▸ **EXTRACT TO READ**
——

To make the number of bytes smaller, the number of colors needs to be reduced, and the number of color blocks in the color table will be reduced accordingly. But it is obvious that too few colors will have a significant impact on image quality and can easily form color spots. Although turning on dithering can reduce color spots, it will also increase the number of bytes. It's like a seesaw between byte count and quality. You can't have both. For images that are intended to be transmitted over the Internet, the number of bytes is often more important because most visitors will not have the patience to wait for several minutes for a web page to be displayed. In addition to images, web pages also have other codes that also need to occupy bytes. Therefore, minimizing the number of bytes is a basic principle. Of course, this principle conflicts with image quality, which requires us to have enough skills to balance the two in the process of conception and production. These techniques include:
1. Don’t use too rich colors in animation. The reason has already been mentioned. More colors will lead to a decrease in image quality after indexing and form unsightly color spots. In this case, it is better to use a single color. Although it may not be gorgeous enough, at least it can avoid the appearance of flaws such as stains.
2. If rich colors are necessary, the pixels in the richly colored parts should be kept stationary in the animation. Because there is an operational relationship between the previous and next frames of the GIF animation, the part in the still state can be used in subsequent frames, and there is no need to store this part of the image in those subsequent frames. This can effectively reduce the number of bytes while maintaining the rich color of the entire animation. On the contrary, if the richer pixels are also moving, then the richer pixels must be stored in subsequent frames, which will greatly increase the overall byte count of the animation.
Comparison of the two animations below. The first one keeps the outer glow, projection and other parts of the ball unchanged, and only the highlight part changes. The second one is the overall movement of the ball. Under the premise of the same frame rate, the same duration, and both 256 and no dithering, the number of bytes of the former is 9.29K, and that of the latter is 57.1K. The difference is as much as 6 times. Then the time it takes for them to be transmitted on the network will differ by 6 times.

——

▸ **INFORMATION SUPPLIED**
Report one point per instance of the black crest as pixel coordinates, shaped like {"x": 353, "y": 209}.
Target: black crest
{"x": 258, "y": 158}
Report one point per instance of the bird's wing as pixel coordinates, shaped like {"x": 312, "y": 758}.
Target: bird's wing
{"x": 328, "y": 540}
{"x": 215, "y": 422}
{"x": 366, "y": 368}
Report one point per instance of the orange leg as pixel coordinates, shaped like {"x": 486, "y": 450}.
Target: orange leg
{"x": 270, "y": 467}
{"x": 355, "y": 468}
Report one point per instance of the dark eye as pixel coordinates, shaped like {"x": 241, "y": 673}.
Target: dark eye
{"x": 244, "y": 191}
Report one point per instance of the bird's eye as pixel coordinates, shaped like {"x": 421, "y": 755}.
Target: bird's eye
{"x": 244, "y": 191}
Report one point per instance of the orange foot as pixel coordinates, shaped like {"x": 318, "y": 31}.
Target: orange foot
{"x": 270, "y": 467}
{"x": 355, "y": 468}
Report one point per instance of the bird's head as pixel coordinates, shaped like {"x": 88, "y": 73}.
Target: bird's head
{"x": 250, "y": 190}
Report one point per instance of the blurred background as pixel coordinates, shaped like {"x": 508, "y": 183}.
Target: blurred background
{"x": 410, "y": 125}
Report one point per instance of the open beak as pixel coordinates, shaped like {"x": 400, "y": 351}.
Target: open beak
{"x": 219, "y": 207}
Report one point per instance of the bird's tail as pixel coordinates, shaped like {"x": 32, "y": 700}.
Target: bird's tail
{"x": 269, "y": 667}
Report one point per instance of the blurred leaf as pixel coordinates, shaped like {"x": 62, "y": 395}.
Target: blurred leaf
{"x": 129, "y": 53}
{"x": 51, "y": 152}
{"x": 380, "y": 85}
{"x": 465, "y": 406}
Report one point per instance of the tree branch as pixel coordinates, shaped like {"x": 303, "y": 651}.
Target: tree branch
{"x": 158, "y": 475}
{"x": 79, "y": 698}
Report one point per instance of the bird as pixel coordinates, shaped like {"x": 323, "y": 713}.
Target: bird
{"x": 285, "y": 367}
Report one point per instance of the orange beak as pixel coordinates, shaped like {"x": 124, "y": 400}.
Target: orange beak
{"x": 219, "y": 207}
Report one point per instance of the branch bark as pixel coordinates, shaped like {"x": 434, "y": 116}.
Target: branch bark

——

▸ **WHAT THE TASK ASKS**
According to the passage on GIF animation file size, what side effect does turning on dithering have?

▸ **TASK ANSWER**
It increases the number of bytes.